*** Given information ***

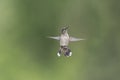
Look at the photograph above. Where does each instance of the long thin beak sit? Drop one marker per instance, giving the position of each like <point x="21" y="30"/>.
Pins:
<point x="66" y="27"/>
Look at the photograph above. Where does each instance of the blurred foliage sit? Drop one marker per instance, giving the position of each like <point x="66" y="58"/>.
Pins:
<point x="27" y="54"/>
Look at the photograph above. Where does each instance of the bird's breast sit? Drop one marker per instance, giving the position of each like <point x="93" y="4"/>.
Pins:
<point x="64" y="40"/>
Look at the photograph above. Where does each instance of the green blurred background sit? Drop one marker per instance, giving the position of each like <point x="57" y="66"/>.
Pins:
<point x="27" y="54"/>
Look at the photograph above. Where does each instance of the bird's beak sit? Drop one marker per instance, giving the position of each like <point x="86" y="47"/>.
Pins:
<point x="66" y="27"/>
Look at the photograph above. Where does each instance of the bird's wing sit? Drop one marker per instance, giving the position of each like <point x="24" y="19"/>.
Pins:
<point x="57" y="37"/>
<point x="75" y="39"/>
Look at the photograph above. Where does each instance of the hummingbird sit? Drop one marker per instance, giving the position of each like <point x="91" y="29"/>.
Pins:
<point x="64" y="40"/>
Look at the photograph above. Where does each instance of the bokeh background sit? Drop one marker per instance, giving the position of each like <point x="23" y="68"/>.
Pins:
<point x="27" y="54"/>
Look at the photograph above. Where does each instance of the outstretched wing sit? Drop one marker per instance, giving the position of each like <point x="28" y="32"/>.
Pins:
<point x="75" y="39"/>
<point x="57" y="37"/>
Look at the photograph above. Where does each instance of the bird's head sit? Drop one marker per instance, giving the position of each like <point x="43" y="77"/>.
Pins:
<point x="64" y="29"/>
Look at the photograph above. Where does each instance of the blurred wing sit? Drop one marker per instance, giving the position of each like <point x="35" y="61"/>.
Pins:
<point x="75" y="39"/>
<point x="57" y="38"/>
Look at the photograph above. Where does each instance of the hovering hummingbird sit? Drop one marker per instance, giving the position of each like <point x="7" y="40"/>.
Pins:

***

Render every line of the listing above as a JSON list of strings, one string per line, skipping blank lines. Leave the pictures out.

[
  "Look at the photograph above. Where does each instance of the long thin beak sit? Drop one marker per instance, giving the position of each like <point x=\"21\" y=\"30\"/>.",
  "Pins:",
  "<point x=\"66\" y=\"27\"/>",
  "Look at the photograph above. Where does each instance of the blurred foliage sit? Drop one marker per instance, giving the position of each like <point x=\"66\" y=\"58\"/>.",
  "Pins:",
  "<point x=\"27\" y=\"54\"/>",
  "Look at the photograph above. Where does each instance of the bird's breast sit? Drop one marker per instance, giving the position of each like <point x=\"93\" y=\"4\"/>.",
  "Pins:",
  "<point x=\"64\" y=\"40\"/>",
  "Look at the photograph above. Where does each instance of the green blurred background sit? Drop one marker per instance, giving the position of each like <point x=\"57\" y=\"66\"/>.",
  "Pins:",
  "<point x=\"27\" y=\"54\"/>",
  "Look at the photograph above. Where does each instance of the bird's beak sit? Drop one marker per instance, giving the position of each like <point x=\"86\" y=\"47\"/>.",
  "Pins:",
  "<point x=\"66\" y=\"27\"/>",
  "Look at the photograph above. Where does each instance of the bird's wing sit? Drop one marker per instance, giving the position of each like <point x=\"24\" y=\"19\"/>.",
  "Pins:",
  "<point x=\"57\" y=\"37\"/>",
  "<point x=\"75\" y=\"39\"/>",
  "Look at the photograph above. Where does each instance of the hummingbird sit? Drop one marker per instance, giving the position of each like <point x=\"91\" y=\"29\"/>.",
  "Pins:",
  "<point x=\"64\" y=\"40\"/>",
  "Look at the photograph above. Where does each instance of the bokeh background sit? Drop one marker per instance, giving the position of each like <point x=\"23\" y=\"68\"/>.",
  "Pins:",
  "<point x=\"27\" y=\"54\"/>",
  "Look at the photograph above. Where does each instance of the outstretched wing sit? Drop one marker per instance, giving the position of each like <point x=\"28\" y=\"32\"/>.",
  "Pins:",
  "<point x=\"75\" y=\"39\"/>",
  "<point x=\"57\" y=\"37\"/>",
  "Look at the photograph above. Where does each instance of the bird's head sit? Drop one marker per instance, giving the position of each like <point x=\"43\" y=\"77\"/>.",
  "Pins:",
  "<point x=\"64\" y=\"29\"/>",
  "Look at the photograph above. Where does each instance of the blurred wing sit? Drop one marker per instance, giving the position of each like <point x=\"35\" y=\"61\"/>.",
  "Pins:",
  "<point x=\"75\" y=\"39\"/>",
  "<point x=\"57\" y=\"38\"/>",
  "Look at the photograph above. Where does each instance of the hovering hummingbird sit? Drop one marker per instance, giving the position of each like <point x=\"7\" y=\"40\"/>.",
  "Pins:"
]